This was not a day to seize, more of a day to slide into. And that is what we did. A late breakfast outside, a bit of trampolining for Tom at the playground, a bit of tidying up and then a cheery farewell from Gloria and Vaughn and off we went to find out what we were going to do today. Whale Cove was a smashing little place with a great campground and we were sad to leave. I think we could have spent half our trip on Digby neck.
Just a few miles down the road was Sandy Cove, named of course after its burgeoning industrial belt and international airport. Or maybe it was the beautiful “sandy cove” with almost no-one on it, down a winding lane which petered out at an elderly jetty. We made for the beach with camp chairs and books and a bucket and spade and that was the day sorted.
The next few hours were taken up with sandcastle construction, reading, dozing, eating hamburgers for lunch made by Dad, more sandcastles, more reading and well, you get the idea. We all had too much sun and the sea was too cold to swim in but looked lovely.

Assignment
Can you set down, word for word, the part of the Digby Neck beach-day account starting with "Just a few miles" and going on through "the day sorted."?

Region pointing listing
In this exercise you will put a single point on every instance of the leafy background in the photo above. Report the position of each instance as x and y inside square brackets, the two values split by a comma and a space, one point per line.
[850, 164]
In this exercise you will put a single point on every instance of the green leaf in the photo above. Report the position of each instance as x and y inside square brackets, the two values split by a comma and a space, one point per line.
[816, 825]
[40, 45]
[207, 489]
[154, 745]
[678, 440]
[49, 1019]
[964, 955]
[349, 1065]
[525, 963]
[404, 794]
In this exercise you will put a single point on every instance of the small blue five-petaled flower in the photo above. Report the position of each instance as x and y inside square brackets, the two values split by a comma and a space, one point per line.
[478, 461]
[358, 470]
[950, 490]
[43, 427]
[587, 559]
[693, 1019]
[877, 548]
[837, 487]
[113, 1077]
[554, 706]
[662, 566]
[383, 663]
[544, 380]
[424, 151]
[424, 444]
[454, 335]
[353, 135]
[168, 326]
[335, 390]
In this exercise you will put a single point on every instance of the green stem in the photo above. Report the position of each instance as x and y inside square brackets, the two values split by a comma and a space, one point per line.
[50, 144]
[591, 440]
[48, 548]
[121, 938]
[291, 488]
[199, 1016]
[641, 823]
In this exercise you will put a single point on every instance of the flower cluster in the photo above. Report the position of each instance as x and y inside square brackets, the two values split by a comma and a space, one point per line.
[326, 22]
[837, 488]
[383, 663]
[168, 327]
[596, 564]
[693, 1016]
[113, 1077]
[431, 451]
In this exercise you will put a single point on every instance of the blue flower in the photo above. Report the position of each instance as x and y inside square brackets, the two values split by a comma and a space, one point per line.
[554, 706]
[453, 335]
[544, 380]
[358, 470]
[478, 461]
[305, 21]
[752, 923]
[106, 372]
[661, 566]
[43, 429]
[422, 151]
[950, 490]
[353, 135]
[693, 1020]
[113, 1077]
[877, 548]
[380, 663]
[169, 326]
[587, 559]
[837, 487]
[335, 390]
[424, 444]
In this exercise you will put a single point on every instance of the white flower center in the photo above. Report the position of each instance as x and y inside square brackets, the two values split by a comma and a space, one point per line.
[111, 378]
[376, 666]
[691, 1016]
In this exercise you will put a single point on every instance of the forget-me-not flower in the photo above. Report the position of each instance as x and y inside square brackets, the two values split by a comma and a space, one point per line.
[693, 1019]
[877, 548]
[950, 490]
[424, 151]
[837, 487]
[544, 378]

Task answer
Just a few miles down the road was Sandy Cove, named of course after its burgeoning industrial belt and international airport. Or maybe it was the beautiful “sandy cove” with almost no-one on it, down a winding lane which petered out at an elderly jetty. We made for the beach with camp chairs and books and a bucket and spade and that was the day sorted.